▶ TASK INSTRUCTIONS:
1 - In the Good Friday 2020 post, how many cases of the virus has the writer's county seen?
2 - Please write the next few sentences of the Good Friday 2020 post, starting after "I am tired."

▶ EXERCISE TEXT:
--------

Good Friday 2020

I came home last night feeling sad. We have been working very hard in the last few weeks. We have been learning how to employ new technologies, writing out daily prayers, answering the phones, preparing worship bulletins, and working with reduced staff. I am, however, used to working hard and putting in long days. I have been feeling a bit distressed that I come home so tired at the end of each day. I worry that I am absorbing the stress and tension of the society around me. I know that there are a lot of fearful people out there. I’ve spoken with people who have become panicked when they encountered a person without a face mask while going into a store. Our county has seen only six cases of the virus. Three have fully recovered. The others are in isolation and nearing full recovery. While it is possible for there to be infected people out there whose illness has no symptoms, the risk of a quick trip to the grocery store are minimal. But there are those who are very afraid. My job is to listen to them, not instruct them. Sometimes it seems as if I have barely finished one phone call before the phon is ringing again. I think I am absorbing the stress of others. I am tired.

--------

▶ RECORDED INFORMATION:
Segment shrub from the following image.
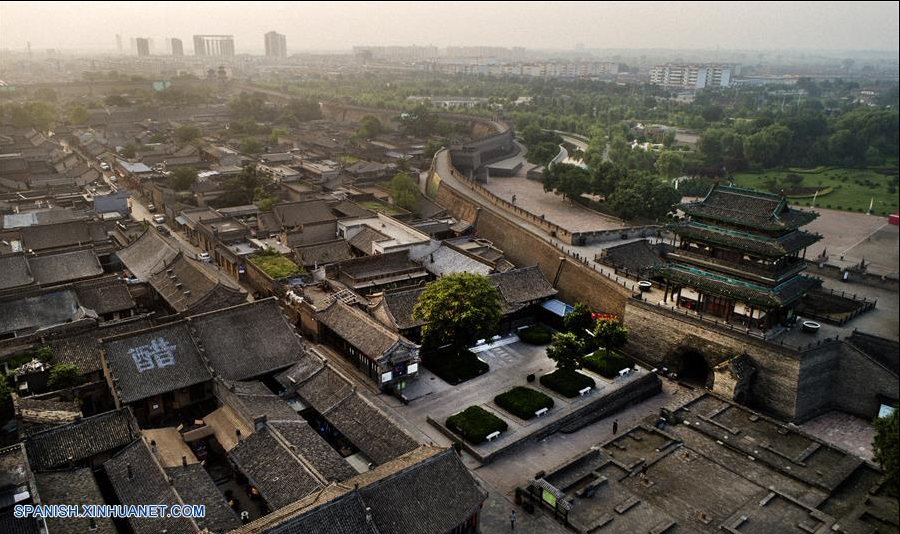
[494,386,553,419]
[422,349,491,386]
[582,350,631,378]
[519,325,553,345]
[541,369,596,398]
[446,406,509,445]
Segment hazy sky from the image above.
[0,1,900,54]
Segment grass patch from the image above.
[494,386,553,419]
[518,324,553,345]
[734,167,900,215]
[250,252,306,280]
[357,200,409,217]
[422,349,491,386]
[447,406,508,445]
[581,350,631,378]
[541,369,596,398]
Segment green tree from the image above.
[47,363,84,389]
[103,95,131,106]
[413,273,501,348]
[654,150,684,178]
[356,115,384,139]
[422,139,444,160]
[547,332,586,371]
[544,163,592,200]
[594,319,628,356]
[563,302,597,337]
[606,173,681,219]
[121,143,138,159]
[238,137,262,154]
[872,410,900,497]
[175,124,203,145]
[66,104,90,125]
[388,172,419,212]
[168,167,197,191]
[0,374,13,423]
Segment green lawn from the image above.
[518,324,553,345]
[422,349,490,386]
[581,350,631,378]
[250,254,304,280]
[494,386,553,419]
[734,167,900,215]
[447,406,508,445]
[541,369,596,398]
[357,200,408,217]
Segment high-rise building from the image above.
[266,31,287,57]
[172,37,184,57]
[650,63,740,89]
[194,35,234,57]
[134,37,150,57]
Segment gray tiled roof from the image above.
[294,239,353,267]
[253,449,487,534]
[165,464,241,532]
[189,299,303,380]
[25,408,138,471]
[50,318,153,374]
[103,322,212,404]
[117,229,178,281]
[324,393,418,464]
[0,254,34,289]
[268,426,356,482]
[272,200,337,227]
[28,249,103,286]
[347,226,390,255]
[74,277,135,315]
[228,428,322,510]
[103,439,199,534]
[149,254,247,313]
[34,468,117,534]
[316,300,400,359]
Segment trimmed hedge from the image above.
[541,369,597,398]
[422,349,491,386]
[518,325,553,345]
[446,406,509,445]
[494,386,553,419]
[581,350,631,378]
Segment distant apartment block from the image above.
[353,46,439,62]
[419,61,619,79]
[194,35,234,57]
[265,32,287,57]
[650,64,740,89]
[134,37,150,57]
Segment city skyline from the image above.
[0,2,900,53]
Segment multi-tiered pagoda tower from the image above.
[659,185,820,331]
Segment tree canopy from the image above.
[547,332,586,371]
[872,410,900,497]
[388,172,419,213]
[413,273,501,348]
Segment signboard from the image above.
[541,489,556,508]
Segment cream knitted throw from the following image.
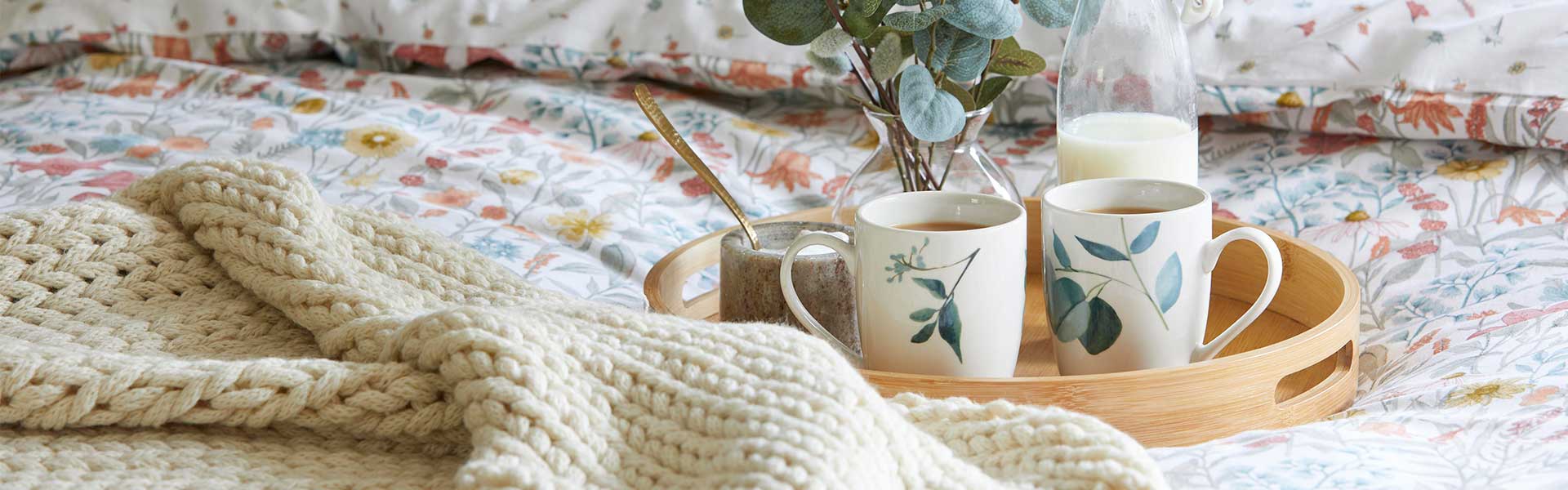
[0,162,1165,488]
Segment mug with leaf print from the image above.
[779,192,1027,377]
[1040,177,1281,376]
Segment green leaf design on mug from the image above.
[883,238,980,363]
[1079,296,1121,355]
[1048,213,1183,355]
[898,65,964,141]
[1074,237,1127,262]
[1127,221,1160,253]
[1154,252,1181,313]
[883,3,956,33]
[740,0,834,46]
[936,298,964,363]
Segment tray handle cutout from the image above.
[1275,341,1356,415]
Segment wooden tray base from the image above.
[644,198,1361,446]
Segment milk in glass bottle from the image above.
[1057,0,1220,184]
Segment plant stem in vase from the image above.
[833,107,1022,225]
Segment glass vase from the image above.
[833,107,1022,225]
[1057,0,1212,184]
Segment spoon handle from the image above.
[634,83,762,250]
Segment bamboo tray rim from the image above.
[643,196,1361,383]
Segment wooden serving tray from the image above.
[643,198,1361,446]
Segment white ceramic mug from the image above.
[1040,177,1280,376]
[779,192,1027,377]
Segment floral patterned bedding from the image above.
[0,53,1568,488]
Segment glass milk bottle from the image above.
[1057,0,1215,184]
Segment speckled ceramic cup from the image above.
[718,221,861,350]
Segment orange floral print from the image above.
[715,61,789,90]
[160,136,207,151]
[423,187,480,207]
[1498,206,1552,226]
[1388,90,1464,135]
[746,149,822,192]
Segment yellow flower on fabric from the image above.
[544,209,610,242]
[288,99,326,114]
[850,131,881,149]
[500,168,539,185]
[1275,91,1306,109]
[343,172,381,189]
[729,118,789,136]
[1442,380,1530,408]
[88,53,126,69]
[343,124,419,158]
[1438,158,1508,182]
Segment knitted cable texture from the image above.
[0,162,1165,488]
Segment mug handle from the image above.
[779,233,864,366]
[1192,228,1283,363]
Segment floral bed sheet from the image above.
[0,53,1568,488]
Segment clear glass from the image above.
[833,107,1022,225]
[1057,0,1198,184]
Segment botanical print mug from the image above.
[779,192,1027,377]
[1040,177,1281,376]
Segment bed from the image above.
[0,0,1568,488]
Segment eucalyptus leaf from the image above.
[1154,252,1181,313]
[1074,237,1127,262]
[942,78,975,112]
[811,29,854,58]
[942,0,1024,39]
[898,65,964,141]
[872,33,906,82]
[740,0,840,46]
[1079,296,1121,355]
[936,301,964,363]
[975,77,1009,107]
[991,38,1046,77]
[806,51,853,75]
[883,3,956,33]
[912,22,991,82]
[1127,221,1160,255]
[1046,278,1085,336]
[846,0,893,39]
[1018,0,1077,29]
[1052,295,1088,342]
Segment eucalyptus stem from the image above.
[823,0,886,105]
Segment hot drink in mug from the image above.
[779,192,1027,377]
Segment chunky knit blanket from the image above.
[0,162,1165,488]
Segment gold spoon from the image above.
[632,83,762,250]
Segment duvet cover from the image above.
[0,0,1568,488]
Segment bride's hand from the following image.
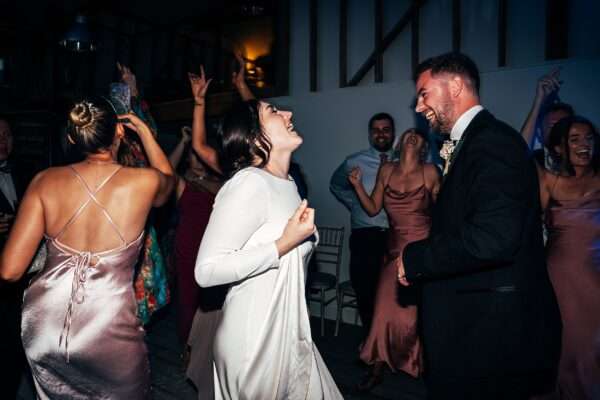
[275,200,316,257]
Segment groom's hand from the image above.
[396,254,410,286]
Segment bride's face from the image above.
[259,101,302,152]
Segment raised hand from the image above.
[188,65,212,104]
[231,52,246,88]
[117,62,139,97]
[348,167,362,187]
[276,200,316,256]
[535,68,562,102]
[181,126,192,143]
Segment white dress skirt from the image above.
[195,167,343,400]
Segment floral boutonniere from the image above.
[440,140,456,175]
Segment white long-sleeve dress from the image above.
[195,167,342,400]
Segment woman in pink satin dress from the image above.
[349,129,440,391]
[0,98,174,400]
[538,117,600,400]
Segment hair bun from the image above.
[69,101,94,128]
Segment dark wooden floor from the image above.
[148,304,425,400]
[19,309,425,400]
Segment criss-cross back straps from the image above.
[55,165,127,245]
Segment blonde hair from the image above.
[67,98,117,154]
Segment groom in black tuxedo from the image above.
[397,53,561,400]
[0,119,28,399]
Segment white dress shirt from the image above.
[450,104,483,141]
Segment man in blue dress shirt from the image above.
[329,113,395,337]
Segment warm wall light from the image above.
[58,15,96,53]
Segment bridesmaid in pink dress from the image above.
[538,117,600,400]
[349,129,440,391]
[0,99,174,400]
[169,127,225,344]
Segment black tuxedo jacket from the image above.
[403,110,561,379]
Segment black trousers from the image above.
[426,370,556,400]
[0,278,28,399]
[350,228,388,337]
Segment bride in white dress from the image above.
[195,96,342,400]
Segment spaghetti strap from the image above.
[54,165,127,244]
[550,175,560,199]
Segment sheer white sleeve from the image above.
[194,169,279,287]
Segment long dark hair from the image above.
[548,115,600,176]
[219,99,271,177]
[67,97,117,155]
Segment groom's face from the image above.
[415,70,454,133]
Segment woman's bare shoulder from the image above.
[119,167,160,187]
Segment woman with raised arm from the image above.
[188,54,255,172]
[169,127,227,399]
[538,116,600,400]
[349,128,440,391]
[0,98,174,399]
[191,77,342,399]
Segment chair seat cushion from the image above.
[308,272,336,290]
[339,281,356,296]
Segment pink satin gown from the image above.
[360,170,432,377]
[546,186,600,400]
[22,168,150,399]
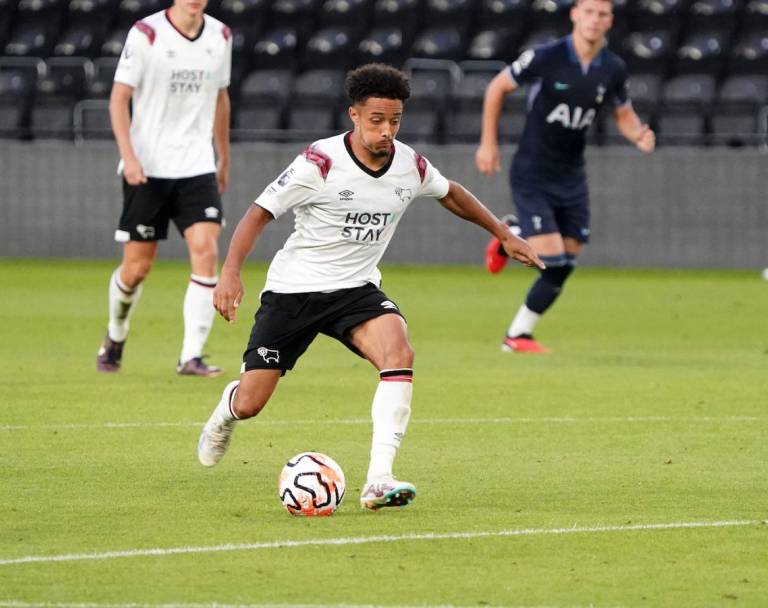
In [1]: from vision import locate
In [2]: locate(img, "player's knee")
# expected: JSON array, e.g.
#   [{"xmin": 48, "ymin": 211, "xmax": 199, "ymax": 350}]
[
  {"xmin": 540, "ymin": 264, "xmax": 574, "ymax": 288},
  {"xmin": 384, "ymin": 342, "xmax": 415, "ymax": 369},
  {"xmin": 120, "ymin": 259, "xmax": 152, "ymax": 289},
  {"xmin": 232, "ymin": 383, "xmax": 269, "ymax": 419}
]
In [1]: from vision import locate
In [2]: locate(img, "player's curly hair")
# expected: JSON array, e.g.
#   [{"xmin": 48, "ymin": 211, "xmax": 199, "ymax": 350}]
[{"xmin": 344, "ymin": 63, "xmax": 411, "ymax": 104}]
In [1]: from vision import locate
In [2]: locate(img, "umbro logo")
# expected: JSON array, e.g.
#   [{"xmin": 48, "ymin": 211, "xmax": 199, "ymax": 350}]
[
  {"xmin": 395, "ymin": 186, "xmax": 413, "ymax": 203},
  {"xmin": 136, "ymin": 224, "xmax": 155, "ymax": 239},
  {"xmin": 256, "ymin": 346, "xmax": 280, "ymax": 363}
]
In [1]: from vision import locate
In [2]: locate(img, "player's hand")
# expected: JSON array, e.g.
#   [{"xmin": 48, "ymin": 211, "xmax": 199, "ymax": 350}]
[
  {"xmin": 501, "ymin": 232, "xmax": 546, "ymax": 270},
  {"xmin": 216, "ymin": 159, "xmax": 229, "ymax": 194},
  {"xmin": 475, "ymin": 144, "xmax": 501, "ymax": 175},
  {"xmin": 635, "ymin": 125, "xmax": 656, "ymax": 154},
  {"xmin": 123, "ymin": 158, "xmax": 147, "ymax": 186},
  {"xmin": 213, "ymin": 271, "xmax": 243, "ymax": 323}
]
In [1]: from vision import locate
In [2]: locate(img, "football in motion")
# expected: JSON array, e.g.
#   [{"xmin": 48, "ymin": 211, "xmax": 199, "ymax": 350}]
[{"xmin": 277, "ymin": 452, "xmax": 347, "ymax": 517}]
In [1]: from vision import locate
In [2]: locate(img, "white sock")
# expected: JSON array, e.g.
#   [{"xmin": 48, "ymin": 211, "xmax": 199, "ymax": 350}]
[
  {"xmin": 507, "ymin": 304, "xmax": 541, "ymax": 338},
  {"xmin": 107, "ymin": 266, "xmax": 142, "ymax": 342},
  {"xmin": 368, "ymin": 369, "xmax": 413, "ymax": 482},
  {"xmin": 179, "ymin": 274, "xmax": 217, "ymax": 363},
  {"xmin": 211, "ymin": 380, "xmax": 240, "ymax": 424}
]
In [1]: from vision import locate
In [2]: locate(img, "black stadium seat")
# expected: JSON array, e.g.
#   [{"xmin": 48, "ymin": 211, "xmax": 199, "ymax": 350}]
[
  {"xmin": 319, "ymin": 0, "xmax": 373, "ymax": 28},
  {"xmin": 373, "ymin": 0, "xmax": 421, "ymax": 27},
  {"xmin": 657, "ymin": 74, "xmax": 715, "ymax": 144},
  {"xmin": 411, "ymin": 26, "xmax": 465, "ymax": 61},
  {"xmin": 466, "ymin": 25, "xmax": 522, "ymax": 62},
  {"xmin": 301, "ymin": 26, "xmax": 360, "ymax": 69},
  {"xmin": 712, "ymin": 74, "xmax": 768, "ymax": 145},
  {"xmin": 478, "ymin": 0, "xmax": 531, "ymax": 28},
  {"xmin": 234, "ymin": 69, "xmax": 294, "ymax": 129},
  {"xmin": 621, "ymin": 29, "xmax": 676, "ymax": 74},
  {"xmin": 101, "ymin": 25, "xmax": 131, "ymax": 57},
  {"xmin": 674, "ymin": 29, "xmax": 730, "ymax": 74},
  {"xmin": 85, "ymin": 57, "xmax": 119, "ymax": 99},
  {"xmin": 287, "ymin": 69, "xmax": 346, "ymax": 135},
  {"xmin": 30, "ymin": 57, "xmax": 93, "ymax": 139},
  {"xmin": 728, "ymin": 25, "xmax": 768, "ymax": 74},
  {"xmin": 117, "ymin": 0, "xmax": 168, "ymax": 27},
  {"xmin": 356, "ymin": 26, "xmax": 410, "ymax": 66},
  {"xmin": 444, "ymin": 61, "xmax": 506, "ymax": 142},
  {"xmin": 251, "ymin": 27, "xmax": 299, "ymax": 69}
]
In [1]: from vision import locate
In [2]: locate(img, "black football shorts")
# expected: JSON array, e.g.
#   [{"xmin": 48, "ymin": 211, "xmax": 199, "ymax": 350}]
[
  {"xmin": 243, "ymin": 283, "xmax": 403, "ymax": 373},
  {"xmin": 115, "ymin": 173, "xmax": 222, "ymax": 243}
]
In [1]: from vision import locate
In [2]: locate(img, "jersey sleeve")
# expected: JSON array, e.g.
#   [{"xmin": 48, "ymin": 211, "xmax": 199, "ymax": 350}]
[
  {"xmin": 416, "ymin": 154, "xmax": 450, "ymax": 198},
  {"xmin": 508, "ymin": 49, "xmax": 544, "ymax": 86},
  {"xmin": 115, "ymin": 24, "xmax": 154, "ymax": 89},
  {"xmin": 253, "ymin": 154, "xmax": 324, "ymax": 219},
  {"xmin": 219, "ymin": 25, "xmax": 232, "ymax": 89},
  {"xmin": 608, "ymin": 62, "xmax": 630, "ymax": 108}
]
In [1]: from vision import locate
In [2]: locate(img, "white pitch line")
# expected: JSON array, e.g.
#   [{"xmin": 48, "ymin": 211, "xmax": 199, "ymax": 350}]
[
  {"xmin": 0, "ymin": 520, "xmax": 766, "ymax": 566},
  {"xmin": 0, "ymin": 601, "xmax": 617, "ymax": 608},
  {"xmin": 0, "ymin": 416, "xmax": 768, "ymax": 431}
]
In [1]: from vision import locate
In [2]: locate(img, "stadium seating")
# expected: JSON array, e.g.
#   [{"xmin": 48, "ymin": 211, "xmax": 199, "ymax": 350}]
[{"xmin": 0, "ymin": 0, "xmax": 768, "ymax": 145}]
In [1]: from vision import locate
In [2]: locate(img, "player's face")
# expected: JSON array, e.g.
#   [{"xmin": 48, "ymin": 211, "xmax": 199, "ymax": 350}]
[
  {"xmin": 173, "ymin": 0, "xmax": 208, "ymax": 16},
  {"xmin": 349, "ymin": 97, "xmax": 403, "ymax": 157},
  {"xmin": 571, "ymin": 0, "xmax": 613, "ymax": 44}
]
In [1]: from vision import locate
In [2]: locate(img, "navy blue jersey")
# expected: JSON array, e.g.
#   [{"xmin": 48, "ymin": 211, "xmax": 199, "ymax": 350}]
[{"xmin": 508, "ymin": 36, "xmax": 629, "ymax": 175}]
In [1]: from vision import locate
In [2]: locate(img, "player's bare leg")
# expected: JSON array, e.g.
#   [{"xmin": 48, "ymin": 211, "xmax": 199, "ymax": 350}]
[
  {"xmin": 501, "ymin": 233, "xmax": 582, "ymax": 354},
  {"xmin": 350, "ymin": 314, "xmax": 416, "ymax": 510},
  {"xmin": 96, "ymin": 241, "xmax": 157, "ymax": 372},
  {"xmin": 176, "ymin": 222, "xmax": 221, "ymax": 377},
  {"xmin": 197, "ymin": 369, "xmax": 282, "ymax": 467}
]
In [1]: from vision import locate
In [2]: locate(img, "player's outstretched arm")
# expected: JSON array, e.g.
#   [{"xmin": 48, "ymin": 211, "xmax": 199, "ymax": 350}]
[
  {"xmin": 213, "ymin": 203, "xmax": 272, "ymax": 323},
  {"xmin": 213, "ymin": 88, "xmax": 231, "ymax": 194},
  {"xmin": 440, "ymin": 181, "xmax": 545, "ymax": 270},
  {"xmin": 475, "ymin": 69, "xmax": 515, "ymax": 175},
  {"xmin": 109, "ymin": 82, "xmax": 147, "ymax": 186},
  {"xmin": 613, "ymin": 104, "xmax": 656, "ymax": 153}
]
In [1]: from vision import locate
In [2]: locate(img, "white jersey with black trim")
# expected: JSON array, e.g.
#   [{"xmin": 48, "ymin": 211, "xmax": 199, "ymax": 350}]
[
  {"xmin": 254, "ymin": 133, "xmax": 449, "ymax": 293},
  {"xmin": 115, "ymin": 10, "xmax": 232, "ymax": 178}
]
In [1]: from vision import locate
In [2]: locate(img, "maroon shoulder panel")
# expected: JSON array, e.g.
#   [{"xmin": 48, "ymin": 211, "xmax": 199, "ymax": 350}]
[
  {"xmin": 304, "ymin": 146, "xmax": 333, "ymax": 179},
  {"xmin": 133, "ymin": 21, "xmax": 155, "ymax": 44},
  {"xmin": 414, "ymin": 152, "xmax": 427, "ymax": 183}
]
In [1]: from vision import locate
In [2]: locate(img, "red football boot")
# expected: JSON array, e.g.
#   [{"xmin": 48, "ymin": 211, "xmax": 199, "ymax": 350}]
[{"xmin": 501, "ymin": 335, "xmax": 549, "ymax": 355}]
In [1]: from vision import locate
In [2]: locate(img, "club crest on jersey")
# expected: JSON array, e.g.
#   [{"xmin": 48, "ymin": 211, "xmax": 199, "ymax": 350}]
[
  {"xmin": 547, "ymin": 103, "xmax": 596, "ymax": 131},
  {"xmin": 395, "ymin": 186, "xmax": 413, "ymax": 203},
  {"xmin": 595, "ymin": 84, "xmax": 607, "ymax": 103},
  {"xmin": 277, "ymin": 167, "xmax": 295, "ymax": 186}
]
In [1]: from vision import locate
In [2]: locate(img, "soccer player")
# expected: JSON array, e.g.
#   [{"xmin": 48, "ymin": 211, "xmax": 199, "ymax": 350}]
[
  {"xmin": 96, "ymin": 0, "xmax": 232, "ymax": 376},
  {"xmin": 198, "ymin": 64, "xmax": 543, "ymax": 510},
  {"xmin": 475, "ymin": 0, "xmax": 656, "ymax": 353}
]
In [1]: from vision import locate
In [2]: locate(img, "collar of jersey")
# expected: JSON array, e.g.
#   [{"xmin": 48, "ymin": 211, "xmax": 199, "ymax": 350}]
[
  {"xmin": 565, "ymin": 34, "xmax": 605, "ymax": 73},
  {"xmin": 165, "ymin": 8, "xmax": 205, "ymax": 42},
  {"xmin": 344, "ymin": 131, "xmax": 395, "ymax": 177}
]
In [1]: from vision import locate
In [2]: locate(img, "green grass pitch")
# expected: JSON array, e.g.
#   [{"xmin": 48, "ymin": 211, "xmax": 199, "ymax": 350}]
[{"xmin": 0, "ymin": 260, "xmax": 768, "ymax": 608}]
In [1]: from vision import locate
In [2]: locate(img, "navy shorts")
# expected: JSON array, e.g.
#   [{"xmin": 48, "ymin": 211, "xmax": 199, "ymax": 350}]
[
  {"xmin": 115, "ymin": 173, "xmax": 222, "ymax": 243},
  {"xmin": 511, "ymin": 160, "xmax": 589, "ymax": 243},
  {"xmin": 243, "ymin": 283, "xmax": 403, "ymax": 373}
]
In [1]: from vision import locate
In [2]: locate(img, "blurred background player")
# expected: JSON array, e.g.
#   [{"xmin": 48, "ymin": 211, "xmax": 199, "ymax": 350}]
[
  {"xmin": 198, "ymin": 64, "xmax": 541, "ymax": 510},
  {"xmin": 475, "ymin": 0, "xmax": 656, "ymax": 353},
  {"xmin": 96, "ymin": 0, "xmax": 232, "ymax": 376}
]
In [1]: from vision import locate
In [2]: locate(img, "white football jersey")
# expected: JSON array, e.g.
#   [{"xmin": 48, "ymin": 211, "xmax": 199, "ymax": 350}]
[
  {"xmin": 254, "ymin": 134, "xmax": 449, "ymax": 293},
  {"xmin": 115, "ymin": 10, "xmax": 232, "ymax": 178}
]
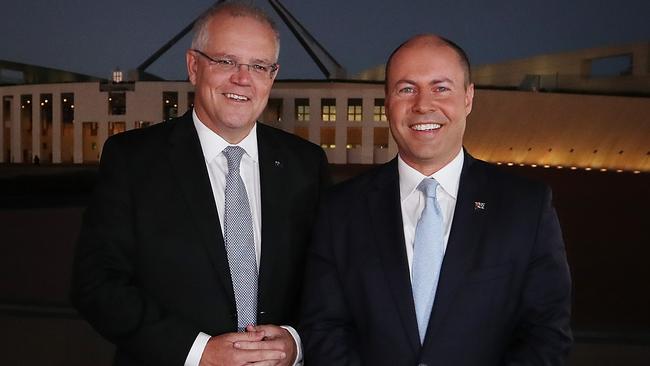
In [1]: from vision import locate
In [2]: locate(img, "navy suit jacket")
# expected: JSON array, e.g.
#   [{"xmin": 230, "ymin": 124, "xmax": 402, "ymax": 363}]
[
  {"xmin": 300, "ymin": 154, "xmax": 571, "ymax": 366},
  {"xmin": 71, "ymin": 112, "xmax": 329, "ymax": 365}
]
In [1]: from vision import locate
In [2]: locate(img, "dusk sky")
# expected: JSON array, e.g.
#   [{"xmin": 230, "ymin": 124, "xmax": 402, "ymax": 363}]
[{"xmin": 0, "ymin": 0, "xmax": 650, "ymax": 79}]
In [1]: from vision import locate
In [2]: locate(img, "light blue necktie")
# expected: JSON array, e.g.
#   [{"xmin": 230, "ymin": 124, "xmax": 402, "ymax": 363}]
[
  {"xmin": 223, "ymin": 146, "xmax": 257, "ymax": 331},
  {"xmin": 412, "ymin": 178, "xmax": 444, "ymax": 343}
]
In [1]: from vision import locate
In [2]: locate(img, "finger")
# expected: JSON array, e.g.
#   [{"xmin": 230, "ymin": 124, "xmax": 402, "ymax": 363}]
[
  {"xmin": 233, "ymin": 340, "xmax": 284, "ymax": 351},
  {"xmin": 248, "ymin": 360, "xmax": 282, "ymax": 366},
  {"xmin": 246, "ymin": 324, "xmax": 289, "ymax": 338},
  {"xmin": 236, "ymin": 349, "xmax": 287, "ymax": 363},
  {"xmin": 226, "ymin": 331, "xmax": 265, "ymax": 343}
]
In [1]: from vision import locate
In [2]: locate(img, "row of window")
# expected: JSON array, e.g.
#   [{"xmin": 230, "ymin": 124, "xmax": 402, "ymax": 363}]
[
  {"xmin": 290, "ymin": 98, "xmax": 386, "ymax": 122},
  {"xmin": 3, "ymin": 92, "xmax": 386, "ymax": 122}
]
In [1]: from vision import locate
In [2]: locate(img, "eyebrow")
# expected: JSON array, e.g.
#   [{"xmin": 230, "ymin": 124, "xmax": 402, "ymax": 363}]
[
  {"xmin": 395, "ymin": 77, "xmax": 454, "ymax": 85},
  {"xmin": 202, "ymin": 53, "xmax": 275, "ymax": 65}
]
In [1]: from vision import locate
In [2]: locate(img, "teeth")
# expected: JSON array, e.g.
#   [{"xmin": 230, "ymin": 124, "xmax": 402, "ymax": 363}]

--------

▶ ANSWERS TO EACH TASK:
1 - Six.

2 -
Mostly, I am really missing our people. On March 15, we had our last public face-to-face worship. Attendance was already reduced because of fears of the spreading pandemic. A toddler escaped the grasp of his grandmother and ran up the center aisle of the church I got down on my knees as he approached. He gave me a big hug and then returned to his grandmother. I miss him. I miss the other children. In normal times our building is full of preschoolers. Now it is empty. Yesterday the director of the preschool was putting away toys and equipment because they will not be in session for the rest of the year. Most of the classroom doors in our building are shut and sticker because they have been sanitized. If I were to go into one of those rooms it would need to be cleaned again. Our halls are empty.

I spoke, from a respectful distance and through face masks, with two cancer survivors yesterday. These are people that I would normally hug. The same is true of the piano artist who played for our Maundy Thursday live stream last night. When we have worked together and put together a collaboration we almost always give each other a big hug. Not now.

I guess I am grieving.

It is exactly how I am supposed to feel on Good Friday.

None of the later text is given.